[A block of data]
--------------------

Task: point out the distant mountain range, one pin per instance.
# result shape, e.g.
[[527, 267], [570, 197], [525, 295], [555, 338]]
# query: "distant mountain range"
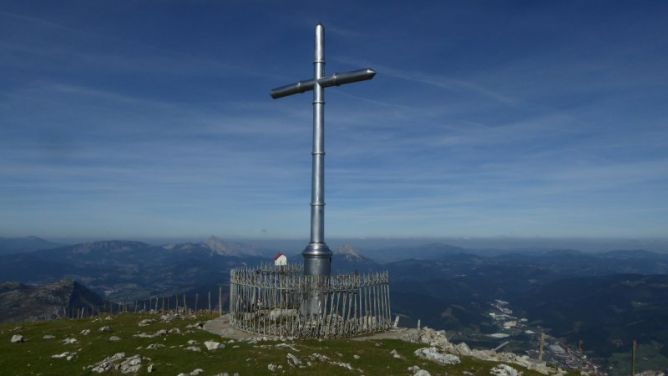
[[127, 270], [19, 302], [22, 245], [604, 299]]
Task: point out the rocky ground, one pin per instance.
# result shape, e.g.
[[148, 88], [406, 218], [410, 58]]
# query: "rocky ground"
[[139, 344]]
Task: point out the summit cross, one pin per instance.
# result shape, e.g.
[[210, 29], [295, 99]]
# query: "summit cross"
[[317, 256]]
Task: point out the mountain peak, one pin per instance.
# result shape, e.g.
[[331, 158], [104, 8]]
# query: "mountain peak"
[[349, 252]]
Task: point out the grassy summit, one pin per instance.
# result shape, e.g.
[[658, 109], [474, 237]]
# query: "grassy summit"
[[172, 351]]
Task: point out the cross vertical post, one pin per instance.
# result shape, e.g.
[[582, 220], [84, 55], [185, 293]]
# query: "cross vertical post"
[[317, 256]]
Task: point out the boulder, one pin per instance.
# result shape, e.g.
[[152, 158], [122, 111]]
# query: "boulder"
[[213, 345], [293, 360], [16, 338], [504, 370], [432, 354], [131, 364]]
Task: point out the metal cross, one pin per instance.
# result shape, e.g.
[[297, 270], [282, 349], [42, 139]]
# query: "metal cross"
[[317, 256]]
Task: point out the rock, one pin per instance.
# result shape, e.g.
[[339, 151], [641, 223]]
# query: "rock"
[[197, 325], [131, 364], [67, 355], [504, 370], [417, 371], [16, 338], [161, 332], [320, 357], [293, 361], [433, 337], [463, 349], [274, 368], [118, 362], [432, 354], [213, 345], [280, 313], [107, 364], [395, 354], [145, 322], [344, 365], [286, 345]]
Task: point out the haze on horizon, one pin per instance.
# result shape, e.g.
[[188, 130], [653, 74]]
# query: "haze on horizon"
[[153, 120]]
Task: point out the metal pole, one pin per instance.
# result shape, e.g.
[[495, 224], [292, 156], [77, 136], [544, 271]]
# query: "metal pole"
[[317, 256]]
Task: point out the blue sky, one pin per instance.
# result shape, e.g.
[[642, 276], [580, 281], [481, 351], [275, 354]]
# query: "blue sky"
[[508, 118]]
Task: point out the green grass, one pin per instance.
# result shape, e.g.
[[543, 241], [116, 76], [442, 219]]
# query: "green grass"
[[33, 357]]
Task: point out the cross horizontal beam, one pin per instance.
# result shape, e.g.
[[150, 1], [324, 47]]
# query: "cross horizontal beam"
[[336, 79]]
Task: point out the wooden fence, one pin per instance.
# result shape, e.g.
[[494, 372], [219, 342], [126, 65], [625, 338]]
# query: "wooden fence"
[[279, 301]]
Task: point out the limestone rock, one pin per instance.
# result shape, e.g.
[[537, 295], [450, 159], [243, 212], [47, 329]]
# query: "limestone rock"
[[67, 355], [293, 361], [107, 364], [213, 345], [131, 364], [274, 368], [145, 322], [395, 354], [16, 338], [504, 370], [432, 354]]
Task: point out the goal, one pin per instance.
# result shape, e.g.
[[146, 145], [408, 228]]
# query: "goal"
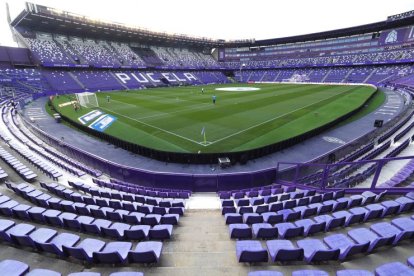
[[87, 99]]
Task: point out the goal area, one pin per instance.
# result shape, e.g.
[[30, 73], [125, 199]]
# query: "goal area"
[[87, 99]]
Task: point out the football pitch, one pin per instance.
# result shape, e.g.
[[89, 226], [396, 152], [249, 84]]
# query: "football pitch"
[[183, 119]]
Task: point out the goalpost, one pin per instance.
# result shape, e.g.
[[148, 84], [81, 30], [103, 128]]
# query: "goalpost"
[[87, 99]]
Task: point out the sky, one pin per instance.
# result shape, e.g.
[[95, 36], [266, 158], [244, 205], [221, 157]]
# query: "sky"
[[223, 19]]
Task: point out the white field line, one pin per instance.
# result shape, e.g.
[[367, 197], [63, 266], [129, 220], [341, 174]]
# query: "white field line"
[[198, 106], [166, 131], [272, 119]]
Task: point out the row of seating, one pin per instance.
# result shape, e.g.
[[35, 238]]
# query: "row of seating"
[[274, 213], [310, 226], [22, 137], [257, 191], [333, 247], [17, 268], [388, 269], [125, 196], [123, 206], [87, 224], [82, 209], [21, 169], [70, 245], [143, 190], [36, 162]]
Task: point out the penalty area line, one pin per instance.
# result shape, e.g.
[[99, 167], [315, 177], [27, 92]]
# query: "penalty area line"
[[155, 127]]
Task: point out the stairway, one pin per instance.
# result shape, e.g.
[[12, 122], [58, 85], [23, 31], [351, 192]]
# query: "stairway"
[[77, 80]]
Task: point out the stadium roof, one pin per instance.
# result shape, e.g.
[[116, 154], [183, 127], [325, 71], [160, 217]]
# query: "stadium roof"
[[46, 19]]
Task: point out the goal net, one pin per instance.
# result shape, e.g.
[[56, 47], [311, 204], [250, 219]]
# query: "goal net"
[[87, 99]]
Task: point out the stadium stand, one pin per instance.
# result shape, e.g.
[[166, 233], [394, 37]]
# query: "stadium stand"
[[67, 211]]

--------------------

- _Given task_: Reproduce, word for word, the stretch of the data above that begins with the line containing "Task: point out the mountain" and ends with the line containing "[[172, 351]]", with both of those lines included.

- _Complete answer_:
Task: point out the mountain peak, one pin per instance.
# result shape, e.g.
[[331, 158], [104, 8]]
# query: "mountain peak"
[[349, 252]]
Task: point out the grassy summit, one pin per instance.
# result shape, e.g.
[[658, 109], [474, 237]]
# query: "grassy summit"
[[172, 351]]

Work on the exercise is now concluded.